╭─ Extract provided

Raising Medicare age won't work

July 25, 2011

By Theodore R. Marmor

and Jerry L. Mashaw

Just when there seemed to be no more dopey ideas for reducing America's deficit, another one appeared.

Raising the age of Medicare eligibility from 65 to 67, according to Sens. Joseph Lieberman (I., Conn.) and Tom Coburn (R., Okla.), would save Medicare billions over the next decade and more. This was part of a package of proposals to reduce Medicare spending, including combining hospital and doctor coverage, changing deductibles, charging wealthier seniors more, increasing premiums, and cutting hospital debt payments. But the change in the eligibility age deserves the sharpest criticism, especially given that President Obama appears willing to consider it.

Story continues below.

The only supposedly redeeming feature of the idea is that it would reduce Medicare spending by $7.6 billion a year, according to a recent Kaiser Family Foundation study. But that spending would only be shifted, not controlled.

Indeed, total health-care spending would be increased as both employers and seniors paid more. The Kaiser study estimates that 65- and 66-year-olds would spend another $5.6 billion a year, while employers would spend another $4.5 billion. That's spending $10.1 billion to save $7.6 billion.

╰─

#### [Complete the following]
• 1. Translate this sentence from the article on raising the Medicare age into Spanish: "But that spending would only be shifted, not controlled."
• 2. In the article on raising the Medicare age, how much would the change reduce Medicare spending each year, according to the Kaiser Family Foundation study?
• 3. Carry the article on raising the Medicare age forward from its last sentence.
None of the material plays any part in this work.

╭─ Data shown

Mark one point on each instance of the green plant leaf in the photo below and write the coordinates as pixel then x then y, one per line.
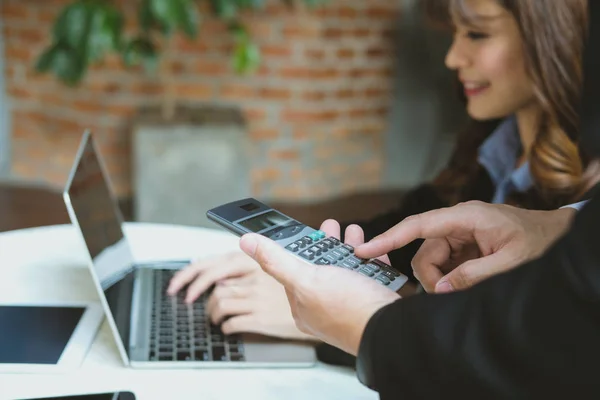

╰─

#### [Task answers]
• 1. Pero ese gasto solo se trasladaría, no se controlaría.

• 2. $7.6 billion a year.

• 3.
If it's not prudently managed, Medicare does present a threat to federal finances. Though it has historically spent less per person than private insurers for comparable coverage, its spending has grown faster than American incomes. The problem is rising health-care expenditures, whether public or private.

But that has nothing to do with the number of Medicare beneficiaries. When most Americans turn 65 and retire, they shift from private health insurance to Medicare. More doing so means more Medicare expenditures. But this is a change in where expenditures show up - in public or private budgets - not in total health-care spending.

So there are two questions: How should public expenditures be paid for? And how can health-care spending be better controlled? The Lieberman-Coburn proposals conflate these issues, treating budgetary shifts as real increases or decreases in total health-care spending.